**PROBLEM REQUIREMENTS**: Reproduce the entries below with each occurrence of "loader" replaced by "importer", leaving everything else unchanged.

**MATERIAL PROVIDED**:
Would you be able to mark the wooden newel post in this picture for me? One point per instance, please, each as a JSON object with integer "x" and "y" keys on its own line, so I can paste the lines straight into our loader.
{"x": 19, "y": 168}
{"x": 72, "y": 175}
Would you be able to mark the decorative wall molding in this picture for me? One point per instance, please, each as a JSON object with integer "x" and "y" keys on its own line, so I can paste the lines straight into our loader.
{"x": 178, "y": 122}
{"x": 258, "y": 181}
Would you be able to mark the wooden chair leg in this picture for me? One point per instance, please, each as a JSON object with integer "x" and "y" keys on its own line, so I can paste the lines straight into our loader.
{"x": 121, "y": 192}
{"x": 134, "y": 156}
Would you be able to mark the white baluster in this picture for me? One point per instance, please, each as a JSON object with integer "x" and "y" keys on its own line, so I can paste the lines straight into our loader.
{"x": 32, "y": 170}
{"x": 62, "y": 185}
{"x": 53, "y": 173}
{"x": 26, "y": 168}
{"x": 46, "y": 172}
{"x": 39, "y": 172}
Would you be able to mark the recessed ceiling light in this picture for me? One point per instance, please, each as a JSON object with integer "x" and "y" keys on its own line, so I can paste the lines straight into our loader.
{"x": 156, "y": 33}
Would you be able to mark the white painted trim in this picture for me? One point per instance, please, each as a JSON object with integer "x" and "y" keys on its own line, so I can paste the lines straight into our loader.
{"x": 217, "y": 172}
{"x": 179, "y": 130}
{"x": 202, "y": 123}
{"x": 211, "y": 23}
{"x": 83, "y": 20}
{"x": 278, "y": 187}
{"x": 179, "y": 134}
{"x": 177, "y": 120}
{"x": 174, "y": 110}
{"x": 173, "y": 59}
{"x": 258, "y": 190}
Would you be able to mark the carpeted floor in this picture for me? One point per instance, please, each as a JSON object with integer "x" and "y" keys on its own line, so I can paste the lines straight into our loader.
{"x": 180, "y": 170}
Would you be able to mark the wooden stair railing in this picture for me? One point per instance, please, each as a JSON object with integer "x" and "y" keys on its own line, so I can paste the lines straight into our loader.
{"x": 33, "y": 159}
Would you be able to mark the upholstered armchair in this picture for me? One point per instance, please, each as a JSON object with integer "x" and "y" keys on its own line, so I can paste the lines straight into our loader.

**ANSWER FOR THIS EXERCISE**:
Would you be able to mark the wooden newel post in this picture for me? One point per instance, please, each as a JSON object with integer "x" and "y" keys on its own line, so I can paste the lines straight into our importer.
{"x": 19, "y": 168}
{"x": 72, "y": 175}
Would you be able to mark the decorative wall molding in this picture for me? One point per instance, please, each as a JSON object with integer "x" and "y" keys on its own line, so I can paste the lines straight into our importer.
{"x": 178, "y": 122}
{"x": 258, "y": 181}
Would you be able to mark the wooden chair leg in this picture for me? One point per instance, please, each as a JSON object with integer "x" and "y" keys on its own line, so I can paste the lines straight into our importer.
{"x": 121, "y": 192}
{"x": 134, "y": 156}
Would you be able to mark the white baluster in this picture for me? One point per instance, please, each as a JSON object with integer "x" and "y" keys on its own line, so I can paste the lines straight into our importer.
{"x": 32, "y": 170}
{"x": 62, "y": 185}
{"x": 53, "y": 173}
{"x": 26, "y": 168}
{"x": 46, "y": 172}
{"x": 39, "y": 172}
Would you be able to mark the recessed ceiling light in this picture for me? One point per instance, please, each as a JSON object with integer "x" and "y" keys on its own line, so I can paste the lines straight into our importer.
{"x": 156, "y": 33}
Would you be able to mark the white painted trim in this picture for me? One point per instance, please, each as a JSON object with integer "x" and "y" keys on its own line, so I can paste the lines straight into our importer.
{"x": 217, "y": 172}
{"x": 179, "y": 130}
{"x": 202, "y": 123}
{"x": 211, "y": 23}
{"x": 83, "y": 20}
{"x": 278, "y": 187}
{"x": 179, "y": 134}
{"x": 177, "y": 120}
{"x": 174, "y": 110}
{"x": 173, "y": 59}
{"x": 258, "y": 190}
Would you be able to mark the carpeted floor in this picture for me? One point per instance, please, each as a JSON object with integer "x" and "y" keys on its own line, so I can paste the lines straight into our importer.
{"x": 180, "y": 170}
Would you be able to mark the wooden stair railing in this picture for me? One point per instance, please, each as a JSON object with integer "x" and "y" keys on its own line, so I can paste the lines straight into our importer.
{"x": 33, "y": 159}
Would you be able to mark the upholstered armchair in this picture for me? One point per instance, please, each as a JSON object with integer "x" and "y" keys on its own line, so I can paste the lines straight into our importer.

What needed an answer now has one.